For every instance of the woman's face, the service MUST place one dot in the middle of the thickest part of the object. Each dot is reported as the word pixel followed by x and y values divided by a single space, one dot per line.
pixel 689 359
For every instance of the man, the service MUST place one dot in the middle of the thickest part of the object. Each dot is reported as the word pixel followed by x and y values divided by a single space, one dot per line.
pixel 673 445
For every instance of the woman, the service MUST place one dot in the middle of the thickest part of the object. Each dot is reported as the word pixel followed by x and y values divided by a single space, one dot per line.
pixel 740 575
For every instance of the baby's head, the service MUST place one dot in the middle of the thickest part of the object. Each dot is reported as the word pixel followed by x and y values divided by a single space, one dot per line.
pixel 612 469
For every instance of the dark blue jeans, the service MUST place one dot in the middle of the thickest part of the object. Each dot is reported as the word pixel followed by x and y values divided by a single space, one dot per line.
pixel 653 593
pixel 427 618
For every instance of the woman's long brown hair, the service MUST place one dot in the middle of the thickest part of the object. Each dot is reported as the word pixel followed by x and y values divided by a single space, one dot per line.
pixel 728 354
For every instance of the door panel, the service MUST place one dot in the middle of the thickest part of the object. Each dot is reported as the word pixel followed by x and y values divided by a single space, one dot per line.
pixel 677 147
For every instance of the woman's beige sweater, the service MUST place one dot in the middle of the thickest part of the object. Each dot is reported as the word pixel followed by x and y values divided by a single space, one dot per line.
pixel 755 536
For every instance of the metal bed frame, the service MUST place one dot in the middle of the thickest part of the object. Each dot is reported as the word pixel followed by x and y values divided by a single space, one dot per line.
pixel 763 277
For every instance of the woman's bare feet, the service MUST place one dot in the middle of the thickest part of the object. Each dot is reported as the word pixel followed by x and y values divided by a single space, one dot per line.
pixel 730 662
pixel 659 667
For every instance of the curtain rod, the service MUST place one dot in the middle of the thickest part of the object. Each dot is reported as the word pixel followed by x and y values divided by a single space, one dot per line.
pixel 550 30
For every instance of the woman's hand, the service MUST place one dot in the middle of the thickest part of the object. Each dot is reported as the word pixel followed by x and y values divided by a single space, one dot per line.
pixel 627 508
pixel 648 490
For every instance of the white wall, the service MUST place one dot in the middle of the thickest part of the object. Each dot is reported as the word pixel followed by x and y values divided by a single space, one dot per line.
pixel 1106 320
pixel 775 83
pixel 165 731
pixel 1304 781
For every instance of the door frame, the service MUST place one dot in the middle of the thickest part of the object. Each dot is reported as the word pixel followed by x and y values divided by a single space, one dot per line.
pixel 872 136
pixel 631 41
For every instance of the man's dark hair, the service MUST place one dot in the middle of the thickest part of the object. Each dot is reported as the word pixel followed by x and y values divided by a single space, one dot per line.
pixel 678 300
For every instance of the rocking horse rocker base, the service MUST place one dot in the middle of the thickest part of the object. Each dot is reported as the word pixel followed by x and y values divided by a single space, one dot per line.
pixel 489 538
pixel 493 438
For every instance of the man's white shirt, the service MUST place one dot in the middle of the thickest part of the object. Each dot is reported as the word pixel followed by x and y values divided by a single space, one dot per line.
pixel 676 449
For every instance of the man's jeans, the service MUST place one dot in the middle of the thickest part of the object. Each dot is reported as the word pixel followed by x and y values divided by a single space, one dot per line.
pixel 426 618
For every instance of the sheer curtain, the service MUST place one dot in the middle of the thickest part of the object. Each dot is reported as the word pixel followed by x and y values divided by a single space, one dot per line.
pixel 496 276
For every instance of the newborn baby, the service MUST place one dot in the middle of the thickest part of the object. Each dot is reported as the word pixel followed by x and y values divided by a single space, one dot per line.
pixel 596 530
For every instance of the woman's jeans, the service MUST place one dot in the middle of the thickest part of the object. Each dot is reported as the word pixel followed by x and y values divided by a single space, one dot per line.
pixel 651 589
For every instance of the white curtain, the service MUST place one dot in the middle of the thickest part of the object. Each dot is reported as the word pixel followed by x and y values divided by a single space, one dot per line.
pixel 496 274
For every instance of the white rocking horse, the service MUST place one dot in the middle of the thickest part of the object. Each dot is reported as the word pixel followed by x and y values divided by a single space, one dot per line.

## What the task asks
Reproduce every one of the lines above word for word, without changing or leaving out anything.

## Answer
For every instance of the woman's face, the service MUST place one dot in the middle of the thickest part of the object. Each dot is reported as the word pixel followed by x and y values divided by a single space, one dot per line.
pixel 689 359
For every instance of the man, the service MUST place one dot in the middle of the thickest part of the object. Each dot is reported as the word pixel followed by x and y values divided by a single space, one dot per line.
pixel 673 445
For every instance of the woman, the service MUST place one dot in the middle of the thickest part of the object. Each dot is reported as the word pixel followed by x and y values divided by a single space, one dot per line.
pixel 740 575
For every instance of the baby's head, the service MUST place one dot in the middle of the thickest part of the object. Each dot is reported as the word pixel followed by x and y values divided by a single space, one dot per line.
pixel 612 469
For every instance of the dark blue jeans, the service MUST place one dot in the middle of the thickest part of the object. Each dot is reported as the word pixel followed by x and y values divided by a single space, one dot per line.
pixel 653 593
pixel 427 618
For every instance of the woman's long brown hair, the service MUST place one dot in the middle of the thickest part of the object. Each dot is reported as the word pixel followed by x and y values divided by a single space, one dot per line.
pixel 728 354
For every instance of the door panel, the service MUST place one dot in the middle of the thickest part of the object. Each dot is reported as the word pixel followed by x and y values divided by a single space, one dot per line.
pixel 677 147
For every instance of the woman's beige sweater, the service MUST place one dot in the middle of the thickest part of the object. Each dot is reported as the word pixel followed by x and y values divided by a single space, one dot per line.
pixel 755 536
For every instance of the metal bed frame, the service MUST place one dot in the middle of the thickest part of the object. Each dot is reported as the word pixel followed by x and y values divided by a single space, one dot per line.
pixel 763 277
For every instance of the woman's bare feet, the service MUST place one dot in the middle of the thickest part of the object. Each dot is reported as the word pixel followed by x and y values divided by a single space, one dot per line.
pixel 730 662
pixel 659 667
For every instance of the curtain rod, the service MUST place one dot in the middle of the thickest part of the object. Each dot is reported as the word pixel followed by x and y values divided by a single space, one dot per line.
pixel 550 30
For every instance of the woman's hand, the service MUST place one dot in the middle of the thickest part of the object. Each dot is reported as the word pixel followed by x and y values divided by a single space, one dot per line.
pixel 627 508
pixel 648 490
For every instance of the white wall, the service MUST place one dot in the middle of the thickest part of the object. Each dot is reported as the word pixel followed by x and y values divided by a single space, one dot per line.
pixel 1106 320
pixel 775 83
pixel 165 731
pixel 1304 781
For every instance of the door frame, the service MUST place one dot in the middle of the thickest part of the object. Each dot is reported as the word pixel followed by x and y values divided by a single space, one dot per line.
pixel 872 136
pixel 631 41
For every instance of the man's dark hair, the service MUST place one dot in the middle of the thickest part of the object. Each dot is reported as the word pixel followed by x and y values divided by a single space, one dot per line.
pixel 678 300
For every instance of the rocking horse rocker base, the service MUST place one dot in the middle of the thickest part of the object. Each dot is reported as the word pixel followed by x and y values divided by a single space, one dot per line.
pixel 489 538
pixel 493 438
For every instance of the man's white shirt, the service MUST place one dot in the middle of the thickest part of the object. Each dot is reported as the word pixel followed by x and y values divided by a single space, one dot per line.
pixel 676 449
For every instance of the man's jeans, the service MUST place one dot in the middle of the thickest part of the object. Each dot is reported as the word pixel followed by x and y values divided by a single space, one dot per line.
pixel 426 618
For every instance of the sheer curtain, the service MUST place one dot in the middle of the thickest part of the object. Each dot is reported as the word pixel followed by x and y values divided by a single space, one dot per line.
pixel 496 276
For every instance of the newborn baby, the service MUST place one dot in the middle of the thickest part of the object. Each dot is reported as the word pixel followed by x and y values divided by a single space, one dot per line.
pixel 596 530
For every instance of the woman's jeans, the service MUST place one dot in the middle of the thickest part of the object. Each dot is reported as the word pixel followed by x and y values divided by a single space, one dot per line.
pixel 651 589
For every instance of the white curtain, the service MUST place one dot in the middle of the thickest part of the object. Each dot is reported as the word pixel followed by x and y values divided by a single space, one dot per line.
pixel 496 274
For every instance of the white rocking horse, the service MUST place one dot in the middle of the thickest part of the object. Each dot is reported as the word pixel followed by x and y values divided by a single space, one dot per line.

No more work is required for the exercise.